§ PASSAGE TO READ
_ _ _
Fluent~Collaborative & testsite are pleased to present testsite 15.3: Lenka Clayton & Veronica Roberts: TYPEWRITER DRAWINGS, an installation of works on paper by British-born, Pittsburgh-based artist Lenka Clayton. Curated by Veronica Roberts, this is Clayton’s first exhibition in Texas. The project opens on Sunday, October 11 with a public reception from 4 to 6pm, and a conversation between the artist and the curator at 4:30pm.

This intimate installation features approximately twenty-six drawings as well as one work on cloth. Since 2012 Lenka Clayton has been using a typewriter as a tool for drawing, and at the same time as an obstruction to drawing. Her ongoing series, Typewriter Drawings, misuses a machine designed to effortlessly accomplish one kind of task to achieve another for which it is quite unsuited. The drawings act as a diary of sorts, depicting objects or moments that happened over the course of a day, or that appeared as fleeting visions while the artist went about other quotidian tasks. Additionally, every November she and a collaborator—the writer and artist Michael Crowe—each make concurrent drawings on their typewriters (he in London, UK; she in Pittsburgh, USA). A selection of the artists’ paired drawings will be exhibited in the dining room at testsite during this presentation.
_ _ _
§ RECORD SET
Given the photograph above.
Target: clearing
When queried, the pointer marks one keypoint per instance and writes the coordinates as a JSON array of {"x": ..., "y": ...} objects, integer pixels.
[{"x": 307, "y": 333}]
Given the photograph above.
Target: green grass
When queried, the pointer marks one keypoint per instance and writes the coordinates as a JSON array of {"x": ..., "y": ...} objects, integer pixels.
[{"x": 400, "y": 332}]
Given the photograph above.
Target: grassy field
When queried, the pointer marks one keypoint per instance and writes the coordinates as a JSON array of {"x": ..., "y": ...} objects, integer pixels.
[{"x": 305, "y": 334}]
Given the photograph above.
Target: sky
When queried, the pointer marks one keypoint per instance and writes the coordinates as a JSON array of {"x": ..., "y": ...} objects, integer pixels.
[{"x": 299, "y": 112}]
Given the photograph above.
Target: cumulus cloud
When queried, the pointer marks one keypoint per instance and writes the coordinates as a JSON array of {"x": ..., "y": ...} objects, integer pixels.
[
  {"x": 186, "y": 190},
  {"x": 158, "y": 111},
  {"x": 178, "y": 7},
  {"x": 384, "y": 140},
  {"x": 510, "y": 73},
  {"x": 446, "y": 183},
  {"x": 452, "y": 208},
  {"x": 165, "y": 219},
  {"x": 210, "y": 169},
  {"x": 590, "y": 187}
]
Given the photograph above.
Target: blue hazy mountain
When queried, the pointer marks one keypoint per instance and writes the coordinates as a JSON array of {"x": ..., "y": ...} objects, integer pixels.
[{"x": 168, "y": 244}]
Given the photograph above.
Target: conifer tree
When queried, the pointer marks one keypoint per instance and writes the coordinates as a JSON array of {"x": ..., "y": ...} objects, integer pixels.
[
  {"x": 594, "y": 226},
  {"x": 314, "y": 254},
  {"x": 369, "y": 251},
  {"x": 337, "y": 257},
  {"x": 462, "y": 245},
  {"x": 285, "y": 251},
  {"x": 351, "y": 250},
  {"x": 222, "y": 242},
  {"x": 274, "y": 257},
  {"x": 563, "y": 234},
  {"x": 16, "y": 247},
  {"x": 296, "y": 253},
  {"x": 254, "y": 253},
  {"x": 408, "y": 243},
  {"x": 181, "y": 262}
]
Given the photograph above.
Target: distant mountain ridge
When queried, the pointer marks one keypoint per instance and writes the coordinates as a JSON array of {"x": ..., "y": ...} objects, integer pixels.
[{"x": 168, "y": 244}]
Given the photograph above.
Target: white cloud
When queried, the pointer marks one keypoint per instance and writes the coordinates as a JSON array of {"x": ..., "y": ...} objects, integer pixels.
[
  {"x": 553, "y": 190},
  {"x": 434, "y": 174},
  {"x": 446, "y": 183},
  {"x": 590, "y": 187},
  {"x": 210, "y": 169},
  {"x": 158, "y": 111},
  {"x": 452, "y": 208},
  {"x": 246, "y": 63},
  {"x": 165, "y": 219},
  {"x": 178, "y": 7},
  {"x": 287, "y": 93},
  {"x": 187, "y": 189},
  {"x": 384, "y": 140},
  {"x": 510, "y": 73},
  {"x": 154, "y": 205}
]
_ _ _
§ DIRECTIONS
Can you continue the announcement of Lenka Clayton's typewriter drawings exhibition with the next paragraph, starting after its last sentence?

§ THE OUTPUT
The presentation will also include Hand-Typed Polka-Dot Shirt, 2015. The button-down shirt—originally manufactured by an anonymous garment worker—was disassembled at the seams into twenty-one component parts and each piece run through a typewriter. The ‘period’ key was pressed over 20,000 times to create a polka-dot pattern, hand-typed directly onto the fabric. Once printed, the pieces were hand-sewn back together. At first glance, the pattern may appear industrially printed, yet on closer inspection mistakes can be glimpsed, such as an accidental “m” marking, or a misaligned row. Together, the typewriter drawings and shirt illuminate Clayton’s ability to find new and inventive ways to make art using very old tools.